Copy all of the records below word for word.

*DATA ENTRIES:*
################

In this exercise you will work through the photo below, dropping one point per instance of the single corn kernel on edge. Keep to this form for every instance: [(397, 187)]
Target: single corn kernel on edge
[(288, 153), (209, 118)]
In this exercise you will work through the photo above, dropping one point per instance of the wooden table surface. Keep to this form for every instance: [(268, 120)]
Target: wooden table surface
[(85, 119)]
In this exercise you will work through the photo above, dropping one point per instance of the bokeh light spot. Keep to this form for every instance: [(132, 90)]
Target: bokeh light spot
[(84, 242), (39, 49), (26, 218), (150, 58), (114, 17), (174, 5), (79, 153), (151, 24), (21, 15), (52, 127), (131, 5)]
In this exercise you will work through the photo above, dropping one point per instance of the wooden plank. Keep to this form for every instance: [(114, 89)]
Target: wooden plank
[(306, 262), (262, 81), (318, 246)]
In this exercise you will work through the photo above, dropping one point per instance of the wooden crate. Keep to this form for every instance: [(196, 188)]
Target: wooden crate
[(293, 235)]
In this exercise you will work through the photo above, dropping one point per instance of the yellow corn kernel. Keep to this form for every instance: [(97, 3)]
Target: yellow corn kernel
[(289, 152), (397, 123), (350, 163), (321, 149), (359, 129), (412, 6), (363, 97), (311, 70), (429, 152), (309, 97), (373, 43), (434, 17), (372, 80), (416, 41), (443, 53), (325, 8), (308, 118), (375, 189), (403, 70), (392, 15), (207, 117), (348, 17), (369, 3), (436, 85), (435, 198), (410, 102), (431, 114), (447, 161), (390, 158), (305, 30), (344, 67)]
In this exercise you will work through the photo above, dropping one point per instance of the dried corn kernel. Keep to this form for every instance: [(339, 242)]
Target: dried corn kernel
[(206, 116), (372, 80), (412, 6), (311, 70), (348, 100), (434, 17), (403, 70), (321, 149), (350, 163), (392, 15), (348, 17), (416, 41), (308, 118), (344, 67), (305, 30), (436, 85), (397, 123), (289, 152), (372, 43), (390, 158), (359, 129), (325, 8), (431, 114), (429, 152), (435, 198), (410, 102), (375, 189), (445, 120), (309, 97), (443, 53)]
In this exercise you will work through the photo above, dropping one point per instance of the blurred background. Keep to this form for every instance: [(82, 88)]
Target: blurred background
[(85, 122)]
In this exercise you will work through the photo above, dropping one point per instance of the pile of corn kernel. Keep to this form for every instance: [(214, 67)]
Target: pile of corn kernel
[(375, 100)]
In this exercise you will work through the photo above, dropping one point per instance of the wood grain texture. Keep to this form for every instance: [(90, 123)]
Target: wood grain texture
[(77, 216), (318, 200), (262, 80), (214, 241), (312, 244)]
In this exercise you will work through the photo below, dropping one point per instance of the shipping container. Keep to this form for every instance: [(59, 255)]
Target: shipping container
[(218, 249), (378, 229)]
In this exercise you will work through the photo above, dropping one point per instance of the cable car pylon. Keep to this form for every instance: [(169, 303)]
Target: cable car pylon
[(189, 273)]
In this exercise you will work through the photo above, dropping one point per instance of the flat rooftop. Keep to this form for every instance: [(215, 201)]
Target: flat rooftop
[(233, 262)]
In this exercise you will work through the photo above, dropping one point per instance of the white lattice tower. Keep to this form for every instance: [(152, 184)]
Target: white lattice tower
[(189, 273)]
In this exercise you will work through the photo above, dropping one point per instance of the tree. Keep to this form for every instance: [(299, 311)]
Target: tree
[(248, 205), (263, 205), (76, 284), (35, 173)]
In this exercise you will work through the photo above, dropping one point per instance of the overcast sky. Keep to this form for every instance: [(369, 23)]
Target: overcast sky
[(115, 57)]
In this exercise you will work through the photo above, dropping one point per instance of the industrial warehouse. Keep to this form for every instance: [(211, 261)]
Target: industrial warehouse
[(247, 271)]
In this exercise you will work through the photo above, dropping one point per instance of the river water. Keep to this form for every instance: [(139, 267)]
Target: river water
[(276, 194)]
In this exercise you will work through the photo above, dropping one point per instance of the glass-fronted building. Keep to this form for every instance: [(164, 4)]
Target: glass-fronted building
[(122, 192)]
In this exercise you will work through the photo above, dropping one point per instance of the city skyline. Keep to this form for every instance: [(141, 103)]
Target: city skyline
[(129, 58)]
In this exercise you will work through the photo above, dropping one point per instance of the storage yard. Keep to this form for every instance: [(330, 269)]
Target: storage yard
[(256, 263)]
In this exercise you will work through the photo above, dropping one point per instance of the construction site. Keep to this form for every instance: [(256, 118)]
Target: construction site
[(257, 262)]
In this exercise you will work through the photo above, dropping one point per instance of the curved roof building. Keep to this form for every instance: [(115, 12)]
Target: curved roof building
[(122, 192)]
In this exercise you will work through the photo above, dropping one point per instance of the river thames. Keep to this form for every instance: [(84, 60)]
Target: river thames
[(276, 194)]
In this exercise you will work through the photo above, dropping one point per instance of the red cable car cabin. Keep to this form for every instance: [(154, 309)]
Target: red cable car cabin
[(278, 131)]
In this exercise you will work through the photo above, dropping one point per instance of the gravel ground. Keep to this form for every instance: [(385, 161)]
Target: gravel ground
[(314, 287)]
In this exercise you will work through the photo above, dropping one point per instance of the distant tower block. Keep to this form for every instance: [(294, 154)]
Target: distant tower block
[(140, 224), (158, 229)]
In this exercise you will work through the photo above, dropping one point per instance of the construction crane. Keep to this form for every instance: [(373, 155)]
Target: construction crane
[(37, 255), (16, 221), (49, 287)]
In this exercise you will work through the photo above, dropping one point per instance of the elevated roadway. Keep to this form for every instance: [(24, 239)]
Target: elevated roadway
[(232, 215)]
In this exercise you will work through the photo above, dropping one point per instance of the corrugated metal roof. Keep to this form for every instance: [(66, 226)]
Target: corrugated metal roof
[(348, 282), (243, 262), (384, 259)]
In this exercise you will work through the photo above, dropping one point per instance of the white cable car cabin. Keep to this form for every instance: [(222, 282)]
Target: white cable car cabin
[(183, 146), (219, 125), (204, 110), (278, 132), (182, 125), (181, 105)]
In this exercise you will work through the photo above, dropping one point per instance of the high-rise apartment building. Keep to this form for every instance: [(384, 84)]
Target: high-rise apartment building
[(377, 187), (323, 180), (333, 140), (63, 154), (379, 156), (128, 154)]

################

*TASK RESPONSE:*
In this exercise you will work through the photo below, dropping one point per instance of the single corn kernel on edge. Keep to this form for every instance: [(397, 187)]
Target: single corn kernel on edge
[(288, 153), (209, 118)]
In this exercise you will work through the photo above, dropping one point per instance of the wooden table surface. Keep to this form for every instance: [(268, 120)]
Target: wooden table surface
[(85, 119)]
In this exercise you will work through the photo above, dropping one point per instance of the bokeh light spot. Keep to this form for every instance: [(132, 90)]
Target: bokeh light spot
[(84, 242), (39, 49), (26, 218), (150, 58), (114, 17), (174, 5), (79, 153), (151, 24), (21, 15), (52, 127), (131, 5)]
In this exercise you will work through the photo above, dropping one point per instance of the wooden plank. Keep to this form for every instance: [(114, 89)]
Target: wooden plank
[(306, 262), (262, 81), (318, 246)]
In this exercise you will work through the photo above, dropping one point per instance of the wooden crate. Keep to this form for every instance: [(196, 188)]
Target: wooden crate
[(293, 235)]
In this exercise you will work through the photo above, dropping one point per instance of the yellow corn kernel. Keep to this form for every instance: [(97, 3)]
Target: yellow corn kernel
[(289, 152), (397, 123), (350, 163), (321, 149), (359, 129), (412, 6), (363, 97), (311, 70), (429, 152), (309, 97), (373, 43), (434, 17), (372, 80), (416, 41), (443, 53), (325, 8), (308, 118), (375, 189), (403, 70), (392, 15), (207, 117), (348, 17), (369, 3), (436, 85), (435, 198), (410, 102), (431, 114), (447, 161), (390, 158), (305, 30), (344, 67)]
In this exercise you will work through the photo above, dropping one point per instance of the dried corn kernel. Keep to this form for every instance: [(339, 242)]
Target: dried corn kernel
[(206, 116), (372, 80), (412, 6), (311, 70), (348, 100), (434, 17), (403, 70), (321, 149), (350, 163), (392, 15), (348, 17), (416, 41), (308, 118), (344, 67), (305, 30), (436, 85), (397, 123), (289, 152), (372, 43), (390, 158), (359, 129), (325, 8), (431, 114), (429, 152), (435, 198), (410, 102), (375, 189), (445, 120), (309, 97), (443, 53)]
In this exercise you will work through the photo above, dropping one point per instance of the blurred background. Keep to this form for every instance: [(82, 88)]
Target: blurred background
[(85, 122)]
In this exercise you will work through the photo above, dropping one point per instance of the pile of corn kernel. Keep to this form for every instance: [(214, 67)]
Target: pile of corn kernel
[(375, 100)]
In this exercise you will work through the photo above, dropping one point per instance of the wood grain texture. Keep to this form for every instance: [(90, 123)]
Target: wood grain texture
[(77, 216), (318, 200), (262, 80), (214, 241), (312, 244)]
In this exercise you will work through the photo below, dropping one point per instance of the shipping container. Keep to this form for every instance: [(59, 255)]
Target: shipping container
[(218, 249), (378, 229)]
In this exercise you will work through the photo above, dropping one point per instance of the cable car pylon. Keep to this form for every instance: [(169, 303)]
Target: cable car pylon
[(189, 273)]
In this exercise you will work through the photo above, dropping one point per instance of the flat rooftop. Keep to this form for every instance: [(215, 201)]
Target: flat rooftop
[(233, 262)]
In this exercise you will work through the photo above, dropping one point per instance of the white lattice tower. Keep to this form for every instance: [(152, 184)]
Target: white lattice tower
[(189, 273)]
In this exercise you will work through the photo above, dropping one point per instance of the tree. Keep to this form for every instance: [(299, 311)]
Target: tree
[(248, 205), (263, 205), (76, 284), (35, 173)]
In this exercise you will work through the photo above, dropping one point per instance of the overcast sky. Keep to this form for every instance: [(369, 23)]
Target: overcast sky
[(115, 57)]
In this exercise you will work through the photo above, dropping one point per instance of the industrial warehouse. Keep to this form for every instance: [(211, 261)]
Target: industrial warehouse
[(247, 271)]
In this exercise you will work through the photo above, dropping one point per instance of the river water. Keep to this form for every instance: [(139, 267)]
Target: river water
[(276, 194)]
In this exercise you will work through the photo above, dropping one point per instance of the glass-fronted building. Keep to this form for every instance: [(164, 4)]
Target: glass-fronted building
[(122, 192)]
In this exercise you will work through the photo above, dropping one point per instance of the city skyline. Keep to this form for every instance: [(141, 103)]
Target: city skyline
[(129, 58)]
In this exercise you will work through the photo above, dropping one point per instance of the storage yard. Keep to this form for every instance: [(330, 269)]
Target: storage yard
[(256, 263)]
In this exercise you will work through the photo above, dropping one point per instance of the construction site. Keep to this form for every instance: [(256, 118)]
Target: construction site
[(257, 262)]
In this exercise you will work through the photo above, dropping one point per instance of the curved roof building. Keep to this form for every instance: [(115, 12)]
Target: curved roof building
[(122, 192)]
In this exercise you will work through the photo above, dropping one point per instance of the river thames. Keep to this form for every instance: [(84, 60)]
Target: river thames
[(276, 194)]
In this exercise you will work through the photo above, dropping one point per instance of the red cable car cabin. Keep to this form for every instance: [(154, 309)]
Target: red cable car cabin
[(278, 131)]
In this exercise you will work through the photo above, dropping one point per instance of the gravel ground. Keep to this form for every instance: [(385, 161)]
Target: gravel ground
[(314, 287)]
In this exercise you will work through the photo above, dropping one point per instance of the distant tower block. Keep to this form for every instance: [(294, 154)]
Target: distant tower block
[(140, 224), (158, 229)]
In this exercise you will work through the photo above, dropping one point per instance of the construction crane. Keep to this form for every instance: [(373, 155)]
Target: construction crane
[(37, 255), (16, 221), (49, 287)]
In this exercise you will work through the photo above, dropping one point per instance of the elevated roadway. Keep to this form for every instance: [(24, 239)]
Target: elevated roadway
[(232, 215)]
In this exercise you will work through the photo above, dropping one point per instance of the corrugated metal roof. Keep to this form for every instance: [(66, 226)]
Target: corrugated metal roof
[(348, 282), (243, 262), (384, 259)]
In this exercise you will work through the photo above, dropping one point per instance of the white cable car cabin. Keep to this form for every instance: [(222, 282)]
Target: white cable car cabin
[(183, 146), (219, 125), (204, 110), (278, 132), (182, 125), (181, 105)]
In this exercise you will work through the photo above, dropping one point per instance of the high-rise apartment building. Keep to this form for every instance: [(384, 84)]
Target: high-rise apartment building
[(377, 187), (323, 180), (333, 140), (63, 154), (379, 156), (128, 154)]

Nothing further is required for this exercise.